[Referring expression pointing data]
==*==

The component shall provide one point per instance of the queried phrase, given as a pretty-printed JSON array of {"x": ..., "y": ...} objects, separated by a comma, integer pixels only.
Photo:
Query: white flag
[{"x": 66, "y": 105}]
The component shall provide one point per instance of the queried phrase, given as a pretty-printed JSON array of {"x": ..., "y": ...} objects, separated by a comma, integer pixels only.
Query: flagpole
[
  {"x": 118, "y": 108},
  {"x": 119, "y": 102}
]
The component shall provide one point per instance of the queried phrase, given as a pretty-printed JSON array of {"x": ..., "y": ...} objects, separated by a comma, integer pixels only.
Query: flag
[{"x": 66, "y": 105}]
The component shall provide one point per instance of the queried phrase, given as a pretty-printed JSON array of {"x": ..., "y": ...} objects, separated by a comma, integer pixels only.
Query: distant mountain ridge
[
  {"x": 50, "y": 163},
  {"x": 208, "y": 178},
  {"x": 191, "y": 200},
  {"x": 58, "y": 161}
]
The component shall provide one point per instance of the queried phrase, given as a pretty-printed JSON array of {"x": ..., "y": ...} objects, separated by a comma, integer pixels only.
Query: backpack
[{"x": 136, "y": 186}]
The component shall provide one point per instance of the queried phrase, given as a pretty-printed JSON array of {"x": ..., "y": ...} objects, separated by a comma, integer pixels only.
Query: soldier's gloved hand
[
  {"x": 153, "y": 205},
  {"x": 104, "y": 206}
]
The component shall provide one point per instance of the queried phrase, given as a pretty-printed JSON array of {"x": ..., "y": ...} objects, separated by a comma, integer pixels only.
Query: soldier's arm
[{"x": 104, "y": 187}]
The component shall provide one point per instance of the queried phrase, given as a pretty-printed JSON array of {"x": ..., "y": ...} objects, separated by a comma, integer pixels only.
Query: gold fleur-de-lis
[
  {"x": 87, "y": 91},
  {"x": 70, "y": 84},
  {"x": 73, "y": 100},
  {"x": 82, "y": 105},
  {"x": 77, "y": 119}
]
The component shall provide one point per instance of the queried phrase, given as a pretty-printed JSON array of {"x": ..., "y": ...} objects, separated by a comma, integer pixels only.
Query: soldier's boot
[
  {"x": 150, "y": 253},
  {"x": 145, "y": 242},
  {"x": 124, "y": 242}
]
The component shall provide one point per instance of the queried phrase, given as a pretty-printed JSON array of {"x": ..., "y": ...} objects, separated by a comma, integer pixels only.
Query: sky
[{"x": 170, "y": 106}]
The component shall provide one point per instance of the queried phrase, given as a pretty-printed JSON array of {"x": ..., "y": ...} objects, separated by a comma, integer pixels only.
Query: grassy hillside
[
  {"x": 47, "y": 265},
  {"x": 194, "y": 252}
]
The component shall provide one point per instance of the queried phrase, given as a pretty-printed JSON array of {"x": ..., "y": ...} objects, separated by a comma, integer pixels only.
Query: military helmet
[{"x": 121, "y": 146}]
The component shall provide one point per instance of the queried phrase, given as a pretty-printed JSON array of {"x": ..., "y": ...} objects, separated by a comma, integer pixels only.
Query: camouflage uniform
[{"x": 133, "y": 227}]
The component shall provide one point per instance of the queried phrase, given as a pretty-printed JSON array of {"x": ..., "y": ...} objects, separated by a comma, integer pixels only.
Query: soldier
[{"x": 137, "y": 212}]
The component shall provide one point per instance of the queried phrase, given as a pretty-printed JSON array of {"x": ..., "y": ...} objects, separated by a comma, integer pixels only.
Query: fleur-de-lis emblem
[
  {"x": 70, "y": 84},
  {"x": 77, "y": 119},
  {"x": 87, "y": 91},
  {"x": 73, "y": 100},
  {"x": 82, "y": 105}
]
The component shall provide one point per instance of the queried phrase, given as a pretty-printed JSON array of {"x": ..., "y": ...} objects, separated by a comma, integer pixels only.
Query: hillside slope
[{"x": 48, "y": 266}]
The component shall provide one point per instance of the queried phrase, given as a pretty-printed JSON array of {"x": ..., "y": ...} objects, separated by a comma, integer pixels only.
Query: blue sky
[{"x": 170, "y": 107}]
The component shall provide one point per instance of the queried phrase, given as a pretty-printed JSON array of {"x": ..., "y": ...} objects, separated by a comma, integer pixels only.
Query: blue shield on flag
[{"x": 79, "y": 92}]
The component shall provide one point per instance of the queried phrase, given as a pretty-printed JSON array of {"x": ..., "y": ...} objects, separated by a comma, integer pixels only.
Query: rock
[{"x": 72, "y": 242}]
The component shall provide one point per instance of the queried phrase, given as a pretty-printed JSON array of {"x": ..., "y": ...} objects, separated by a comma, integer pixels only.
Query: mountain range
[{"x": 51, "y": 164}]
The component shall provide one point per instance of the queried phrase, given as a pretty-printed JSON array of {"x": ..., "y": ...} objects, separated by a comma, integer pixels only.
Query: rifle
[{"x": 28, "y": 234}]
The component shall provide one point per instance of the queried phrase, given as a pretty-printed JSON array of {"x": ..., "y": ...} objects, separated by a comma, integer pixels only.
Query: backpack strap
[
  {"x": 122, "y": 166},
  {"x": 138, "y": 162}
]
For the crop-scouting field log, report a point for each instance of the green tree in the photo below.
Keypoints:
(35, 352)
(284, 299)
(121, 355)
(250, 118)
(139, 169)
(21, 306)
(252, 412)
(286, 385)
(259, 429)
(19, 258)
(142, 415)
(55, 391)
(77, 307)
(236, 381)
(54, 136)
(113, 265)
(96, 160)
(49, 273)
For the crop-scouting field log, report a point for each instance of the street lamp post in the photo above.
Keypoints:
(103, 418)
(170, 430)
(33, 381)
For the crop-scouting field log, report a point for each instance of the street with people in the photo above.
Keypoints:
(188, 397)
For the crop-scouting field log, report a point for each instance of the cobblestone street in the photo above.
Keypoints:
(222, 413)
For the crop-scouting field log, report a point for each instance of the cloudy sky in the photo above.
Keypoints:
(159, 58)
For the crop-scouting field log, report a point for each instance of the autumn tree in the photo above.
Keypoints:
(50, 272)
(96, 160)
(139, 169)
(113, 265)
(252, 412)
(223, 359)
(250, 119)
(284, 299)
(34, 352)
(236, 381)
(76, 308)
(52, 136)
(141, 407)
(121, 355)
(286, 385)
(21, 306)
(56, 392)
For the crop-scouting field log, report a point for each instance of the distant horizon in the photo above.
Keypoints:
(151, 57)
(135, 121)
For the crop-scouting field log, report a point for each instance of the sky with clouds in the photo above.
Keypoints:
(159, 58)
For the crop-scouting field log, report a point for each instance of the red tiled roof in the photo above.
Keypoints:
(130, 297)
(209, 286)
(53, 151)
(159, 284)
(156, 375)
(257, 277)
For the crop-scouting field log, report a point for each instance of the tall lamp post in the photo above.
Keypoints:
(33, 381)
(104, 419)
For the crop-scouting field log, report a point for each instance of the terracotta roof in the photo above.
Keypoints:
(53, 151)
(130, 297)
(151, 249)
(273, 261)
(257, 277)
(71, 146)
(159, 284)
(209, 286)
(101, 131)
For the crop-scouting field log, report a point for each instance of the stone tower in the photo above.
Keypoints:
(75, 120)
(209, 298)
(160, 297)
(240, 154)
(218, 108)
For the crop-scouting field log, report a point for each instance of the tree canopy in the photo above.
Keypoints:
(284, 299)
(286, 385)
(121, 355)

==*==

TASK REQUIREMENTS >> What is needed is each line from the records with the word "post" in it.

SOLUTION BELOW >>
For the crop-scouting field log, report a point for each instance of the street lamp post in the photo above.
For the crop-scouting field log, report a point for each instance of the tall lamp post in the photo above.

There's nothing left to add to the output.